Iraq. Transizione infinita



Le truppe di occupazione Usa che sparano sulla folla a Baghdad, Mosul e Falluja, seminando lutti tra la popolazione civile, se da un lato mettono impietosamente a nudo l'essenza etica della democrazia statunitense, dall'altro sono la dimostrazione di quanto sia difficile vincere la "pace" dopo aver vinto una guerra imperialista come quella mossa dall'amministrazione Bush contro l'Iraq.

La stessa creazione di un governo militare temporaneo affidato al discusso generale Jay Garner [1], sul modello di quanto attuato in Germania e Giappone alla fine della seconda guerra mondiale, appare un'opzione estremamente rischiosa. Tale governo, la cui durata potrebbe secondo alcune ammissioni durare anche due anni, dovrebbe infatti teoricamente individuare e insediare un governatore civile provvisorio, in grado di garantire e gestire le elezioni e la formazione di un governo eletto dal popolo iracheno. In altre parole significa che la tanto declamata libertà portata dai tank angloamericani si tradurrà in un periodo di governo militare straniero e in una successiva fase in cui il potere passerà ad un governo fantomatico, ancora sotto le tutela ed il controllo Usa. Le eventuali libere elezioni vedrebbero infine i ricatti e le manovre del governo americano in quanto questo non accetterebbe successivi governi in mano a forze politiche sgradite, quali ad esempio quelle islamiche o i comunisti per decenni ferocemente repressi dal regime di Saddam Hussein.
□ □ □ □ □ □ □
Compiti ed esercizi >>
(a) Quali sono le città in cui, secondo il brano sull'Iraq, le truppe di occupazione Usa sparano sulla folla?
(b) Rispondi a queste domande sul brano sull'Iraq:
(i) Chi ha mosso la guerra contro l'Iraq?
(ii) A quale generale è affidato il governo militare temporaneo?
(iii) Quanto potrebbe durare quel governo, secondo alcune ammissioni?
(c) Estrai dal brano sull'Iraq il passo che va da «Le truppe di» fino a «Bush contro l'Iraq.» compreso.
Il materiale che segue non ha alcun legame con il brano.

Righe di dati >>
□ □ □ □ □ □ □
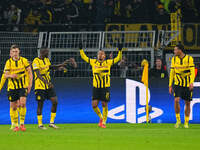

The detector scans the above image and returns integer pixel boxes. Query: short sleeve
□ □ □ □ □ □ □
Risposte ai compiti >>
(a) Baghdad, Mosul e Falluja.

(b)
(i) L'amministrazione Bush.
(ii) Al generale Jay Garner.
(iii) Anche due anni.

(c)
Le truppe di occupazione Usa che sparano sulla folla a Baghdad, Mosul e Falluja, seminando lutti tra la popolazione civile, se da un lato mettono impietosamente a nudo l'essenza etica della democrazia statunitense, dall'altro sono la dimostrazione di quanto sia difficile vincere la "pace" dopo aver vinto una guerra imperialista come quella mossa dall'amministrazione Bush contro l'Iraq.